__Do wykonania__:
A - Przedstaw w formie krótkiej listy akapit fragmentu o szkole w Mierzejewie, który zaczyna się od słów „W końcu listopada”. Zachowaj jego główne fakty.
B - Wypisz bez zmian z fragmentu o szkole w Mierzejewie część od słów „W niedzielę dnia” aż do słów „całe 3 godziny.” włącznie.

__Cytowany fragment__:
|
Ten rok szkolny zapoczątkował nauczyciel Szpurka Czesław z Drobnina.
Zorganizował on 4 klasy: klasa I – 4 uczniów, klasa II – 14 uczniów, klasa III – 7 uczniów i klasa IV – 5 uczniów. Dwóch to jest Władysław Knop i Franciszek Niedzielski zapisali się w Gostyniu do kursu przygotowawczego i pilnie tam uczęszczali.
Z dniem 15 października 1945 roku wrócił zwolniony z wojska polskiego nauczyciel Czternasty Stefan i Inspektor powierzył mu dalsze prowadzenie Szkoły w Mierzejewie. Z dniem 22 października obejmuje znów opuszczoną posadę i dalej kontynuuje rozpoczętą pracę kolegi Szpurki.
W końcu listopada zawiązało się przy tutejszej szkole Koło Młodzieżowe Polskiego Czerwonego Krzyża. Opiekunem tego Koła został miejscowy nauczyciel Czternasty Stefan. Koło składało się z 11 członków, a w tym 3 dziewczęta. Praca Koła jest projektowana na przyjście z pomocą chorym, słabszym w nauce, biedniejszym kolegom, utrzymanie czystości i porządku w szkole, opieki nad ptakami i kwiatami.
W niedzielę dnia 23 grudnia 1945 roku zorganizowano piękną gwiazdkę dla wszystkich dzieci z Mierzejewa. Każde dziecko szkolne brało czynny udział w tej uroczystości. Na uroczystość tą składały się śpiewy, deklamacje, inscenizacje, monologi, oraz dwie krótkie odsłony pod tytułem „Gwiazdor”. Najwięcej uciechy sprawiło przybycie tego „Gwiazdora”, który obładowany podarkami nie mógł przybyć do kochanych dzieci. Każde dziecko majątkowe otrzymało paczkę staraniem tutejszego zarządu majątkowego i ofiarności administratora pana Mikołajczyka. Inne dzieci zostały obdarowane przez swoich rodziców. Dużo radości miały dzieci z przybycia i obdarowania ich przez „Gwiazdora”, a rodzice z pięknych i udolnych pokazów swych najmłodszych pociech. Całość trwała całe 3 godziny.

__Dostarczony materiał__:

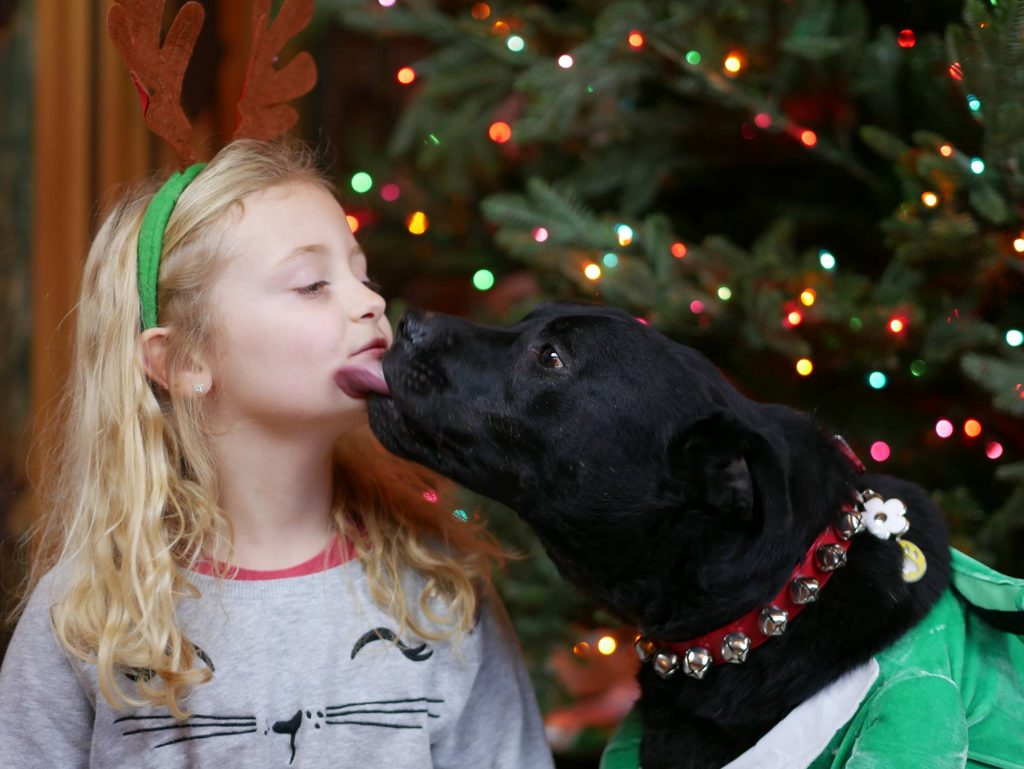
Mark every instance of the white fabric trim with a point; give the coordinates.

__Odpowiedzi do ćwiczeń__:
A -
- Pod koniec listopada przy szkole powstało Koło Młodzieżowe Polskiego Czerwonego Krzyża.
- Opiekunem koła został miejscowy nauczyciel Czternasty Stefan.
- Koło liczyło 11 członków, w tym 3 dziewczęta.
- Koło miało pomagać chorym, słabszym w nauce i biedniejszym kolegom.
- Miało też dbać o czystość i porządek w szkole oraz opiekować się ptakami i kwiatami.

B -
W niedzielę dnia 23 grudnia 1945 roku zorganizowano piękną gwiazdkę dla wszystkich dzieci z Mierzejewa. Każde dziecko szkolne brało czynny udział w tej uroczystości. Na uroczystość tą składały się śpiewy, deklamacje, inscenizacje, monologi, oraz dwie krótkie odsłony pod tytułem „Gwiazdor”. Najwięcej uciechy sprawiło przybycie tego „Gwiazdora”, który obładowany podarkami nie mógł przybyć do kochanych dzieci. Każde dziecko majątkowe otrzymało paczkę staraniem tutejszego zarządu majątkowego i ofiarności administratora pana Mikołajczyka. Inne dzieci zostały obdarowane przez swoich rodziców. Dużo radości miały dzieci z przybycia i obdarowania ich przez „Gwiazdora”, a rodzice z pięknych i udolnych pokazów swych najmłodszych pociech. Całość trwała całe 3 godziny.